## WHAT TO WORK ON
Repeat the listing below verbatim, from its start through the line containing "x=279, y=186".

## TASK DATA
((

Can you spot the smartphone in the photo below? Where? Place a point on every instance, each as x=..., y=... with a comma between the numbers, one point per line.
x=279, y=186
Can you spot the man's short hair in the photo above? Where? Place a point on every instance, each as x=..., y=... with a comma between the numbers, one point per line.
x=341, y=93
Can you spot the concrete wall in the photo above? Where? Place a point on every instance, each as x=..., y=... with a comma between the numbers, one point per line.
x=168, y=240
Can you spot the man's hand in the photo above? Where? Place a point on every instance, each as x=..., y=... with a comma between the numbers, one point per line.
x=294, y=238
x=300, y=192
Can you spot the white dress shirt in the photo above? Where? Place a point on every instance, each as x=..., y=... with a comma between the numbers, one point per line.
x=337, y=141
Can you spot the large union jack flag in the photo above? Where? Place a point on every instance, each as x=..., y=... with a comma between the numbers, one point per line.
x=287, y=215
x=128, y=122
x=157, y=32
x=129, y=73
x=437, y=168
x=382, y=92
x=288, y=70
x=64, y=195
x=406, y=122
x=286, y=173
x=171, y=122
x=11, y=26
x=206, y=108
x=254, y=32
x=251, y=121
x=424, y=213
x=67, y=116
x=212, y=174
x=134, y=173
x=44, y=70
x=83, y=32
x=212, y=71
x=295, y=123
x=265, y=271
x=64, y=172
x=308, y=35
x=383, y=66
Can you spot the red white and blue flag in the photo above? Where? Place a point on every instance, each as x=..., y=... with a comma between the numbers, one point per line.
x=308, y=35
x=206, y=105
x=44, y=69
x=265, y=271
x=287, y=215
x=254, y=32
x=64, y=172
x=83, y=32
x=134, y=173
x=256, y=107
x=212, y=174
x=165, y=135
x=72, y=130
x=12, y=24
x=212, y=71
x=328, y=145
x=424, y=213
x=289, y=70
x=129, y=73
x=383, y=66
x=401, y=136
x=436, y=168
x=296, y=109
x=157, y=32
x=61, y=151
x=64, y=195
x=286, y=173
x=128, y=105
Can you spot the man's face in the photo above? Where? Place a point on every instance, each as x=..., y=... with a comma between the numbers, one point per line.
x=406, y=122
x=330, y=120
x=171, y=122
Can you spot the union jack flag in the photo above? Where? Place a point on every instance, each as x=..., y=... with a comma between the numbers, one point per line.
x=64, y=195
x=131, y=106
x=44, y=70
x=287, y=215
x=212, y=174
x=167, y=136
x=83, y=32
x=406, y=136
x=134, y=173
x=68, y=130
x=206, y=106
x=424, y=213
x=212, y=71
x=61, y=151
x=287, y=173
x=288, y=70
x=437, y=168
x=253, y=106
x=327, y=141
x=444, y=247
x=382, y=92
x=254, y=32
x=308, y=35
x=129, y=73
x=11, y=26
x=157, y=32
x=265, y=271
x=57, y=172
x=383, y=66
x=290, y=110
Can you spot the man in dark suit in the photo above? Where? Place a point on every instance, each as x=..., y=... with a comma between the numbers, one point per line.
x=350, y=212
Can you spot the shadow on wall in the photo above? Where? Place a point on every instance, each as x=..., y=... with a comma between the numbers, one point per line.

))

## RESULT FOR THIS EXERCISE
Can you spot the smartphone in the photo below? Where? Place a point on every instance, each as x=..., y=... with a comma between the numbers, one point per line.
x=279, y=186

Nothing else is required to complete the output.